Researchers at Weill Cornell Medical College were awarded a $6.5 million grant from the National Heart, Lung, and Blood Institute for a five-year investigation into metabolic changes occurring within airway epithelial cells in the lungs of chronic obstructive pulmonary disease (COPD) patients caused by cigarette smoking. In addition, researchers aim to identify which cigarette smokers are at highest risk of developing COPD as well as novel biomarkers to assist in the development of new therapeutic treatments for the disease.
One-fifth of the adult population in the United States smokes cigarettes, and each puff can burden the human lungs with a hundred trillion oxidants and more than 4000 chemical compounds. Cigarette smoking is a major cause of disease, including COPD, the fourth leading cause of death of Americans. There is currently no cure, no effective treatments beyond oxygen therapy and no biomarkers to diagnose the disease early.
"Twenty percent of smokers get COPD, so it is vital that we identify who is at the highest risk and why," says Dr. Ronald G. Crystal, co-principal investigator for the study and chairman of genetic medicine at Weill Cornell Medical College. "Gaining a better understanding of COPD's underlying biology and the metabolic changes forced by cigarette smoke to airway epithelial cells will help us effectively deal with this major health problem. We can use this information to develop new ways to protect the lungs."
Smoking-induced COPD patients can experience shortness of breath and loss of lung function due to the severe narrowing of their lung airways. COPD is associated with the progression of "ciliopathy," the cellular dysfunction within the airway epithelial cells that leads to the shortening of cilia cells, mucus accumulation and the impairment of infection defenses. The majority of epithelial cells are made up of cilia, important cells in lung health that play the crucial role of moving mucus and any inhaled pathogens, such as bacteria, up and out of the lungs to prevent infection.
"Ciliopathy occurs long before there are any clinical signs of smoking-induced COPD. However, the underlying genesis of smoking-induced airway ciliopathy is unknown," says Dr. Steven S. Gross, co-principal investigator of the study and professor of pharmacology and director of the Mass Spectrometry Facility at Weill Cornell. "The goal of our study is to fill this knowledge gap and identify what exactly drives ciliopathy in smokers with COPD."
The researchers hypothesize that ciliopathy is linked to the oxidant stress placed on airway epithelium cells by cigarette smoke and that smoking-induced COPD is associated with altered metabolism in lung tissue and serum. Researchers believe the profiling of metabolites in the biofluids of COPD patients will provide fundamental insight into the underlying molecular mechanisms of ciliopathy development and the pathogenesis of COPD.

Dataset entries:
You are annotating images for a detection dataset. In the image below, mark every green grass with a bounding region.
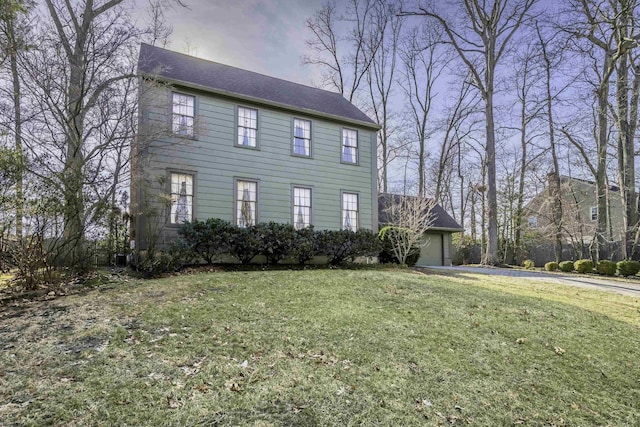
[0,270,640,426]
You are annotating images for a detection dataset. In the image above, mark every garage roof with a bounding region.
[378,193,464,233]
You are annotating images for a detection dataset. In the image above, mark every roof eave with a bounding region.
[427,227,464,233]
[138,72,381,131]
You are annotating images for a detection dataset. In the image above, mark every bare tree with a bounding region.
[403,0,536,264]
[380,194,435,264]
[302,0,386,102]
[367,2,402,192]
[400,26,446,196]
[16,0,142,269]
[144,0,173,47]
[562,0,639,259]
[536,25,563,262]
[0,0,31,238]
[613,0,640,258]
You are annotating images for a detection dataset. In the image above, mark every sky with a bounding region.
[148,0,324,86]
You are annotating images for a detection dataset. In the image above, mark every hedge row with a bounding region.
[544,259,640,277]
[176,218,382,265]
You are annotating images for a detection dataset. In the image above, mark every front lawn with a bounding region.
[0,270,640,426]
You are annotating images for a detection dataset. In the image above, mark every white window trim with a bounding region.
[233,105,261,150]
[233,177,260,227]
[169,90,198,139]
[340,190,360,231]
[291,117,313,159]
[340,127,360,166]
[291,184,313,230]
[167,169,198,227]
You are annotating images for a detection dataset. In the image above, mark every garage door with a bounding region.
[416,234,444,266]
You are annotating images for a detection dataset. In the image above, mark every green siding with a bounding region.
[138,83,376,247]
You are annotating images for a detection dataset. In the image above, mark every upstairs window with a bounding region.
[236,180,258,227]
[238,107,258,148]
[342,193,358,231]
[342,129,358,164]
[170,173,193,224]
[293,187,311,230]
[293,119,311,157]
[171,92,196,137]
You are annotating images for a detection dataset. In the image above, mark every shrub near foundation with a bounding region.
[616,261,640,277]
[596,259,616,276]
[558,261,573,273]
[573,259,593,274]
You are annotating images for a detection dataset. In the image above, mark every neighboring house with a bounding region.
[526,173,623,243]
[378,193,464,267]
[132,44,379,249]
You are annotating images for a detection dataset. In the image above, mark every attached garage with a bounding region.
[378,194,463,267]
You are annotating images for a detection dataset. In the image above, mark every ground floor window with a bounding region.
[170,173,193,224]
[342,193,358,231]
[236,180,258,227]
[293,187,311,230]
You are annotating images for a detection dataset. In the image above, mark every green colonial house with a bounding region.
[131,44,379,250]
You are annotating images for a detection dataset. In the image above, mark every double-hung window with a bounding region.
[342,193,358,231]
[293,119,311,157]
[236,180,258,227]
[171,92,196,137]
[238,107,258,148]
[293,187,311,230]
[342,128,358,164]
[170,173,193,224]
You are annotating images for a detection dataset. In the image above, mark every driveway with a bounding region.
[420,266,640,297]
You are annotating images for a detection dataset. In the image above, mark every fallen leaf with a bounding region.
[167,396,180,409]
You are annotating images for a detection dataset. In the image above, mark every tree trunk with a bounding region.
[6,15,24,239]
[483,87,498,265]
[593,81,609,261]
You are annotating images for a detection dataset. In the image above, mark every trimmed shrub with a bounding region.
[178,218,235,264]
[544,261,560,271]
[573,259,593,274]
[596,259,616,276]
[558,261,573,273]
[229,226,262,264]
[291,225,318,264]
[316,230,382,265]
[253,221,296,265]
[616,261,640,277]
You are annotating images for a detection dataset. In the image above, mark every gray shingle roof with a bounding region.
[138,43,378,129]
[378,193,463,231]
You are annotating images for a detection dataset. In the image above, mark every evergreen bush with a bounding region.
[558,261,573,273]
[544,261,560,271]
[596,259,616,276]
[573,259,593,274]
[616,260,640,277]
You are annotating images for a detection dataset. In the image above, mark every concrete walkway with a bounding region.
[420,266,640,298]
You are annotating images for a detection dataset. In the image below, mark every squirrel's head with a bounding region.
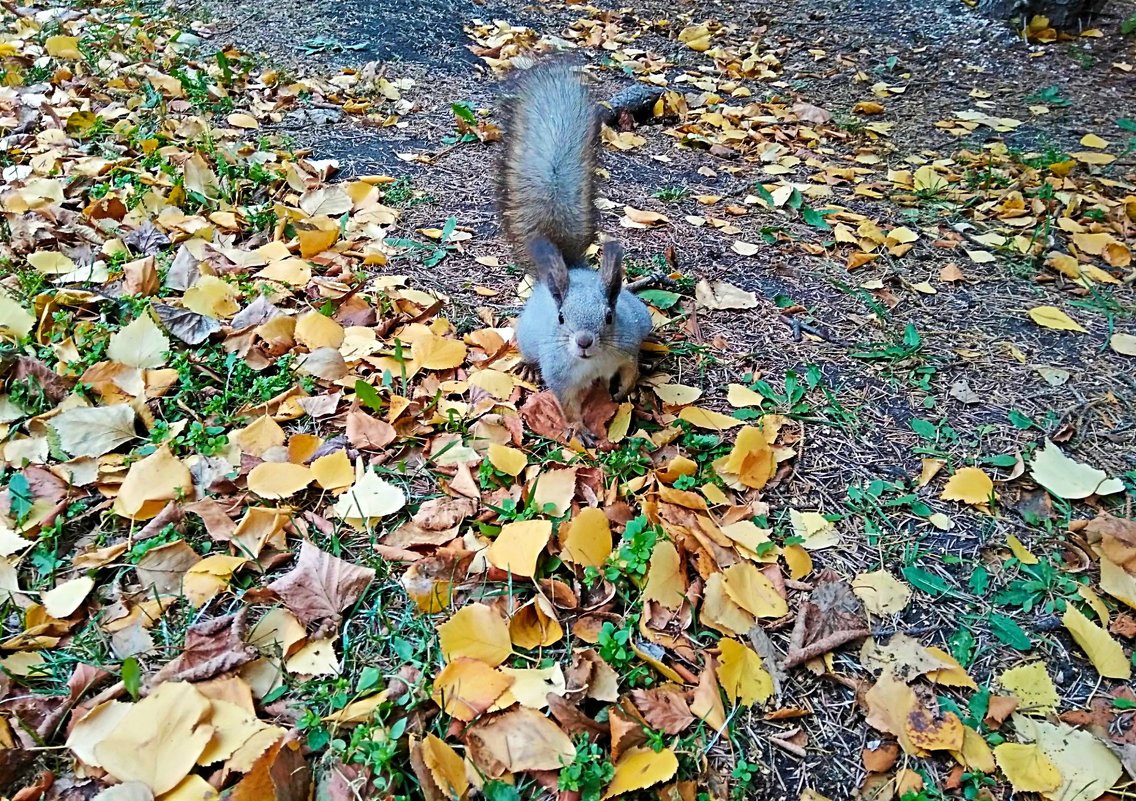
[532,241,624,359]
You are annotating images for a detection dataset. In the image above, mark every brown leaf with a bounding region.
[268,542,375,624]
[134,540,201,595]
[348,409,395,451]
[630,684,694,734]
[784,570,871,668]
[154,607,260,682]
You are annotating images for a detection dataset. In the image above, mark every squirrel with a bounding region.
[500,64,651,440]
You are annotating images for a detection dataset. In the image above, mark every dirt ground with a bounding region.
[184,0,1136,799]
[8,0,1136,801]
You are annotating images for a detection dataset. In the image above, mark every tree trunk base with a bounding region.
[977,0,1106,30]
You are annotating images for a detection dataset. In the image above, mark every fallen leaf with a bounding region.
[939,467,994,506]
[1061,604,1133,681]
[107,311,169,368]
[486,520,552,578]
[1029,306,1088,334]
[268,541,375,624]
[437,603,512,667]
[1029,440,1125,500]
[994,743,1061,793]
[467,707,576,773]
[718,637,774,707]
[603,745,678,801]
[694,278,758,310]
[852,570,911,615]
[94,682,214,795]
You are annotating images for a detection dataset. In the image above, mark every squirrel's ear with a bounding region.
[528,236,568,306]
[600,240,624,306]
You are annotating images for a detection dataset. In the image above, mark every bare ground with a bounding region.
[181,0,1136,799]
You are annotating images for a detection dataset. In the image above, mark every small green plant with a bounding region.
[850,323,936,392]
[584,515,662,586]
[384,217,458,267]
[1026,84,1072,108]
[651,186,691,203]
[558,737,616,801]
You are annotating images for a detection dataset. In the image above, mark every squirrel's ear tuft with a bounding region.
[600,240,624,306]
[528,236,568,306]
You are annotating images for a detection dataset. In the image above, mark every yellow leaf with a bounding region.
[294,215,340,259]
[107,311,169,368]
[432,658,512,723]
[852,570,911,615]
[0,292,35,340]
[437,603,512,667]
[182,275,241,319]
[997,662,1060,715]
[718,639,774,707]
[939,467,994,506]
[410,334,467,370]
[1013,715,1124,801]
[722,561,788,618]
[653,384,702,406]
[182,553,248,609]
[94,682,214,795]
[678,23,710,52]
[229,415,287,457]
[1005,534,1038,565]
[332,458,407,529]
[40,576,94,618]
[295,311,345,350]
[722,424,777,490]
[485,520,552,578]
[284,634,340,676]
[248,461,315,500]
[726,384,766,409]
[1029,440,1125,500]
[678,406,742,431]
[1029,306,1088,334]
[43,36,83,61]
[560,507,611,567]
[487,442,528,477]
[421,734,469,799]
[788,509,841,551]
[694,278,758,310]
[951,726,996,774]
[994,743,1061,793]
[1109,334,1136,356]
[502,595,565,649]
[469,369,517,400]
[311,450,354,490]
[608,401,634,442]
[495,665,568,709]
[643,540,686,611]
[115,445,193,520]
[1101,554,1136,609]
[782,545,812,581]
[1061,604,1133,681]
[603,745,678,801]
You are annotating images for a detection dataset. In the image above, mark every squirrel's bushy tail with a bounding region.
[500,64,600,266]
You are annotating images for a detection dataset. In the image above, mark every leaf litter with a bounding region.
[0,1,1136,799]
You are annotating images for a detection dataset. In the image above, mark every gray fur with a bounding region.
[501,64,600,267]
[517,267,651,399]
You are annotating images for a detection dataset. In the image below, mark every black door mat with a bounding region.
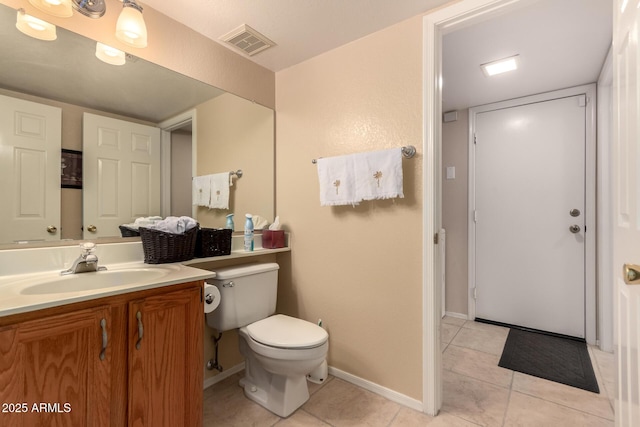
[498,329,600,393]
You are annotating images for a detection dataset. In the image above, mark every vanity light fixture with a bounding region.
[480,55,519,77]
[70,0,107,19]
[29,0,73,18]
[16,9,58,41]
[96,42,127,65]
[116,0,147,48]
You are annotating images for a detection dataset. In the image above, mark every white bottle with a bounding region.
[244,214,253,252]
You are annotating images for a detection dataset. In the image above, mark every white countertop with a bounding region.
[0,261,215,317]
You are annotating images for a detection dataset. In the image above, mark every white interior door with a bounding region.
[612,0,640,427]
[0,95,62,243]
[472,95,586,338]
[82,113,160,239]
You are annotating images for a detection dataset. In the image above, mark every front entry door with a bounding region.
[472,95,587,338]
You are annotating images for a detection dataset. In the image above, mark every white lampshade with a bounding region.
[96,42,127,65]
[116,2,147,47]
[16,9,58,41]
[29,0,73,18]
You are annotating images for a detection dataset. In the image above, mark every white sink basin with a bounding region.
[19,267,173,295]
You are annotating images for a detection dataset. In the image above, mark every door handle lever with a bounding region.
[623,264,640,285]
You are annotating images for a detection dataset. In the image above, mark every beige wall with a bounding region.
[442,110,469,315]
[276,17,423,400]
[196,94,275,230]
[0,0,275,108]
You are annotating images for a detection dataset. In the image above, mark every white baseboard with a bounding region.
[444,311,469,320]
[203,362,244,389]
[204,362,422,412]
[329,366,423,412]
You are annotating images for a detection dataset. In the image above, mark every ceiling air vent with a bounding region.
[220,24,276,56]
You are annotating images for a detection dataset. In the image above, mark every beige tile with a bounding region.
[442,316,467,326]
[203,374,280,427]
[307,375,333,395]
[302,378,401,427]
[504,391,614,427]
[389,408,477,427]
[440,323,460,344]
[513,372,614,420]
[442,370,509,427]
[462,320,509,334]
[451,327,509,356]
[442,345,513,388]
[275,409,331,427]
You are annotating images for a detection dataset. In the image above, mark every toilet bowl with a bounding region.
[239,314,329,417]
[206,263,329,417]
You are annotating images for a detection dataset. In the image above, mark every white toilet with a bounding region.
[207,263,329,417]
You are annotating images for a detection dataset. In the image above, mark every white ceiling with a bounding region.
[143,0,613,111]
[141,0,449,71]
[442,0,613,111]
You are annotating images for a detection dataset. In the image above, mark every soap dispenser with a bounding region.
[224,214,234,231]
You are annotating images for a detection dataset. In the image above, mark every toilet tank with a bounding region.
[206,263,280,332]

Tasks for this exercise:
A) Transcribe the passage of the COPD grant announcement from "Researchers at Weill" up to and including "for the disease.".
B) Answer these questions using the COPD grant announcement:
(i) What was the amount of the grant, and which institute awarded it?
(ii) According to Dr. Ronald G. Crystal, what percentage of smokers get COPD?
(iii) Which facility at Weill Cornell does Dr. Steven S. Gross direct?
The lines above are separate from the COPD grant announcement.

Exercise solutions:
A)
Researchers at Weill Cornell Medical College were awarded a $6.5 million grant from the National Heart, Lung, and Blood Institute for a five-year investigation into metabolic changes occurring within airway epithelial cells in the lungs of chronic obstructive pulmonary disease (COPD) patients caused by cigarette smoking. In addition, researchers aim to identify which cigarette smokers are at highest risk of developing COPD as well as novel biomarkers to assist in the development of new therapeutic treatments for the disease.

B)
(i) $6.5 million, awarded by the National Heart, Lung, and Blood Institute.
(ii) Twenty percent.
(iii) The Mass Spectrometry Facility.